▶ _INSTRUCTION_
Can you rename "Can you find" to "Can you locate" in every one of the records below and leave everything else unchanged?

** START DATASET CONTENT **

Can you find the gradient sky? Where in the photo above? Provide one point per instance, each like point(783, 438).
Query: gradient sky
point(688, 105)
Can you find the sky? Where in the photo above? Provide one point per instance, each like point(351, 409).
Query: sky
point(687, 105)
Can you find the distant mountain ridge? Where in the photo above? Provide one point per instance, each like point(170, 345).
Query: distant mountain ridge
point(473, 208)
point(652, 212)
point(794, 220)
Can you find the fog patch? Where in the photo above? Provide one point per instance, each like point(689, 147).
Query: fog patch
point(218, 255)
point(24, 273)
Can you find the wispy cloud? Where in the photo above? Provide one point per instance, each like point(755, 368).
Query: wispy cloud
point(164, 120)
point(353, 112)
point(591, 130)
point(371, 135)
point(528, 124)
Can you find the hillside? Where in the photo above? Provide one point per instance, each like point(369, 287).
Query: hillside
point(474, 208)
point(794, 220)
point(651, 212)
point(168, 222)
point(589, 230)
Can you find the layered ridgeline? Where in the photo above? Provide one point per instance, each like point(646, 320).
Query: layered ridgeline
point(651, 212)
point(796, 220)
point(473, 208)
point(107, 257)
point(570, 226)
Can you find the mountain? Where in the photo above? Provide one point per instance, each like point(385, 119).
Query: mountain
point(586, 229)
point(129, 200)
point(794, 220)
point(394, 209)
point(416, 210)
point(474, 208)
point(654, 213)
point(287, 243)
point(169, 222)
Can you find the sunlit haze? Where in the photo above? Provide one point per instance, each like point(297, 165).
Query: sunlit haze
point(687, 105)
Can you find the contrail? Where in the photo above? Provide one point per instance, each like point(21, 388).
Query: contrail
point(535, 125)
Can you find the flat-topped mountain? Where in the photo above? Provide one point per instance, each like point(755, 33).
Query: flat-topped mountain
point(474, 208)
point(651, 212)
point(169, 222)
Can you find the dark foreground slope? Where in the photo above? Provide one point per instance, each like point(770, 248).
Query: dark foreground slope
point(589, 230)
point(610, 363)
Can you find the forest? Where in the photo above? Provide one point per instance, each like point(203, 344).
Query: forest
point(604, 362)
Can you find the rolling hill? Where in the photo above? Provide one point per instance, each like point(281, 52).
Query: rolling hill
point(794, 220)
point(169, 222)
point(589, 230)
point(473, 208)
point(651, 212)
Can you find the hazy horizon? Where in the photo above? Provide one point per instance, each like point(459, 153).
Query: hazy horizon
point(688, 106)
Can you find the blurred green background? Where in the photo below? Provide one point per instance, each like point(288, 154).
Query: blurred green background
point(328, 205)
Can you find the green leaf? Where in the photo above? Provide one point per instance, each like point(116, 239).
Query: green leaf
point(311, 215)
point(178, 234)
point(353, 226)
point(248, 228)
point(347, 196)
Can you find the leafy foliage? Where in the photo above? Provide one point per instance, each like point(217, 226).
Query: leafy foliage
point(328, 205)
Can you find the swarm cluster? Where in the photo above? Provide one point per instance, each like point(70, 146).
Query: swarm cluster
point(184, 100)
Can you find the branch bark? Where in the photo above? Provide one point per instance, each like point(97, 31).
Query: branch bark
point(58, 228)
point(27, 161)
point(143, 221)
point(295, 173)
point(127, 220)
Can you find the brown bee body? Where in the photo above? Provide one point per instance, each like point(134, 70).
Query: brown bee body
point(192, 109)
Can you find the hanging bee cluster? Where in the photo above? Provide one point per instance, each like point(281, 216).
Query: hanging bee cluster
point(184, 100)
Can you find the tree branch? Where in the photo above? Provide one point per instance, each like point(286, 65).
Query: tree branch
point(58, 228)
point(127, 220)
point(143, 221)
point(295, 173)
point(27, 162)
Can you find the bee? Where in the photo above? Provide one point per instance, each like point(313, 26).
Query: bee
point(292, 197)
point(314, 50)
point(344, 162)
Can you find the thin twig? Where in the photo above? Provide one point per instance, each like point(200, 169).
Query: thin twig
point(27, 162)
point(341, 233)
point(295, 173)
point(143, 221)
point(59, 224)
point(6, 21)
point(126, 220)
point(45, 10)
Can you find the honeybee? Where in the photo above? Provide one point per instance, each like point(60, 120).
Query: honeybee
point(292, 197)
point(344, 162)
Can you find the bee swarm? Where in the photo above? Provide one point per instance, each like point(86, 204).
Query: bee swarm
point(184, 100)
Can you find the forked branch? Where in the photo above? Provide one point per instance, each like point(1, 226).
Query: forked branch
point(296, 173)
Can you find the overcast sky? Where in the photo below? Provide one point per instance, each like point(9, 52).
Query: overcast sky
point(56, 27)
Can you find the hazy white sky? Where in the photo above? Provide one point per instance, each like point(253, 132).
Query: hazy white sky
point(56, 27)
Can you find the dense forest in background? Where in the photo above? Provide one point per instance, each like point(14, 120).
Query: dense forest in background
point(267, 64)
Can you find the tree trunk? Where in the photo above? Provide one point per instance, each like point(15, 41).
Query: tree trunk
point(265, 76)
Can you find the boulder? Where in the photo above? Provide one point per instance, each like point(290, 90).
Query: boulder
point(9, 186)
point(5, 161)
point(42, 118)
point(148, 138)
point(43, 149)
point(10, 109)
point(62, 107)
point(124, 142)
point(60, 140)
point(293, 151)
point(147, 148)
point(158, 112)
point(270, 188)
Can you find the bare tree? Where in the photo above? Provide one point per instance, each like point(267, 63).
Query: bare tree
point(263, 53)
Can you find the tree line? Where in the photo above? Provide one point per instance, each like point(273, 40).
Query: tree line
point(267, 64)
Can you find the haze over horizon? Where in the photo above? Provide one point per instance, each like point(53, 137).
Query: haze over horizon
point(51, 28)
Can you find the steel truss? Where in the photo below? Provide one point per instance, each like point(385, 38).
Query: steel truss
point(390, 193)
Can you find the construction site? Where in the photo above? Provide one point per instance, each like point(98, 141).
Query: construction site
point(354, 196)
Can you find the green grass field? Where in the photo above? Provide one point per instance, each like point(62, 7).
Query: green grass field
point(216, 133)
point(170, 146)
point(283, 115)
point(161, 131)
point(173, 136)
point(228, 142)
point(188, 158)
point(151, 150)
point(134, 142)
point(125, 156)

** END DATASET CONTENT **

▶ _ANSWER BELOW_
Can you locate the gradient sky? Where in the photo above? Provide one point per instance, each like point(783, 438).
Query: gradient sky
point(688, 105)
Can you locate the sky? Where in the photo above? Provide one point per instance, each like point(351, 409).
Query: sky
point(687, 105)
Can you locate the distant mountain ridge? Where in the photo above? Provide one point per instance, each like point(170, 345).
Query: distant mountain ridge
point(473, 208)
point(652, 212)
point(794, 220)
Can you locate the fog patch? Where in the photo above? Provide one point per instance, each like point(689, 147).
Query: fog patch
point(218, 255)
point(24, 273)
Can you locate the wispy cloud? Where in the photo above? Provide one point per instance, each like point(755, 368).
Query: wispy cloud
point(164, 120)
point(353, 112)
point(591, 130)
point(371, 135)
point(528, 124)
Can you locate the hillside? Where in the photo above? Provide one point per instance, each like point(369, 287).
Query: hillside
point(474, 208)
point(794, 220)
point(651, 212)
point(168, 222)
point(589, 230)
Can you locate the layered ridgeline? Where in the photo above? Provide one point per instance, each like point(646, 320).
Query: layered ridgeline
point(651, 212)
point(796, 220)
point(473, 208)
point(107, 257)
point(570, 226)
Can you locate the mountain? Where in the photo above? Provide one point per instance, each like point(385, 119).
Query: mountain
point(586, 229)
point(129, 200)
point(794, 220)
point(394, 209)
point(416, 210)
point(474, 208)
point(654, 213)
point(287, 243)
point(169, 222)
Can you locate the sunlit haze? Where in the photo above? Provide one point per instance, each like point(297, 165).
Query: sunlit haze
point(687, 105)
Can you locate the contrail? Where in the photo above? Provide one point per instance, each like point(21, 388).
Query: contrail
point(535, 125)
Can you locate the flat-topped mountain? Where in the photo above? Provide one point per instance, each like point(755, 33).
Query: flat-topped mountain
point(474, 208)
point(651, 212)
point(169, 222)
Can you locate the dark foreground slope? Where in the photo above? Provide one point per instance, each like point(770, 248).
Query: dark foreground slope
point(589, 230)
point(610, 363)
Can you locate the forest? Where in the photo above? Provide one point per instance, each like point(203, 344).
Query: forest
point(604, 362)
Can you locate the rolling hill? Where in the photo above? Provide one point per instance, each like point(281, 52).
Query: rolling hill
point(794, 220)
point(169, 222)
point(589, 230)
point(473, 208)
point(651, 212)
Can you locate the hazy horizon? Where in the photo above? Provide one point per instance, each like point(459, 153).
Query: hazy horizon
point(688, 106)
Can you locate the blurred green background? Where in the photo below? Provide one point per instance, each like point(288, 154).
Query: blurred green background
point(328, 205)
Can you locate the green leaf? Where in the photo above? Provide one point per instance, each like point(116, 239).
Query: green leaf
point(311, 215)
point(178, 234)
point(353, 226)
point(248, 228)
point(347, 196)
Can you locate the leafy foliage? Where in the photo above? Provide one point per instance, each like point(217, 226).
Query: leafy foliage
point(328, 205)
Can you locate the swarm cluster? Where in the photo above? Provide one point per instance, each like point(70, 146).
Query: swarm cluster
point(184, 100)
Can you locate the branch bark? Where in the photo above? Provide one point per instance, each like point(97, 31).
Query: branch bark
point(58, 228)
point(27, 161)
point(143, 221)
point(295, 173)
point(127, 220)
Can you locate the brown bee body? Where in the photo above? Provide one point per instance, each like point(134, 70).
Query: brown bee body
point(192, 109)
Can you locate the hanging bee cluster? Where in the photo above? Provide one point per instance, each like point(281, 216).
Query: hanging bee cluster
point(184, 100)
Can you locate the tree branch? Where in the photo above? Provide one point per instance, each like point(286, 65).
Query: tree branch
point(58, 228)
point(127, 220)
point(143, 221)
point(295, 173)
point(27, 162)
Can you locate the bee? Where in the photo above? Provide one point per instance, each like point(313, 26).
Query: bee
point(292, 197)
point(314, 50)
point(344, 162)
Can you locate the thin twig? Where in the photo above? Provide one point per instance, each like point(200, 169).
Query: thin twig
point(27, 162)
point(341, 233)
point(295, 173)
point(143, 221)
point(59, 224)
point(6, 21)
point(126, 220)
point(45, 10)
Can you locate the honeybee? Where in the photo above? Provide one point per instance, each like point(60, 120).
Query: honeybee
point(292, 197)
point(344, 162)
Can you locate the bee swarm? Where in the photo above? Provide one point per instance, each like point(86, 204).
Query: bee swarm
point(184, 100)
Can you locate the forked branch? Where in the photo above? Provide one point per instance, each like point(1, 226).
Query: forked branch
point(296, 173)
Can you locate the overcast sky? Where in the photo below? Provide one point per instance, each like point(9, 52).
Query: overcast sky
point(56, 27)
Can you locate the hazy white sky? Where in the photo above? Provide one point per instance, each like point(253, 132).
Query: hazy white sky
point(56, 27)
Can you locate the dense forest in background? Where in the photo above? Provide one point per instance, each like point(14, 120).
Query: dense forest in background
point(267, 64)
Can you locate the tree trunk? Where in the photo above? Provide one point per instance, each like point(15, 41).
Query: tree trunk
point(265, 76)
Can you locate the boulder? Where in the photo above? Provide one point per instance, each like point(290, 90).
Query: boulder
point(9, 186)
point(5, 161)
point(42, 118)
point(148, 138)
point(43, 149)
point(10, 109)
point(62, 107)
point(124, 142)
point(60, 140)
point(293, 151)
point(147, 148)
point(158, 112)
point(270, 188)
Can you locate the bare tree? Where in the photo above? Provide one point per instance, each like point(267, 63).
Query: bare tree
point(263, 53)
Can you locate the tree line? Where in the photo above? Provide one point per instance, each like point(273, 40).
Query: tree line
point(267, 64)
Can you locate the haze over horizon? Where in the photo above? Provide one point per instance, each like point(53, 137).
Query: haze over horizon
point(51, 28)
Can you locate the steel truss? Where in the photo below? Provide one point per instance, each like point(385, 38).
Query: steel truss
point(390, 193)
Can you locate the construction site? Where in the photo above? Provide one point per instance, each like point(98, 141).
Query: construction site
point(354, 196)
Can you locate the green grass field? Where in the photo above? Provide one point per instance, each like point(62, 7).
Query: green grass field
point(216, 133)
point(170, 146)
point(283, 115)
point(161, 131)
point(173, 136)
point(228, 142)
point(188, 158)
point(151, 150)
point(134, 142)
point(125, 156)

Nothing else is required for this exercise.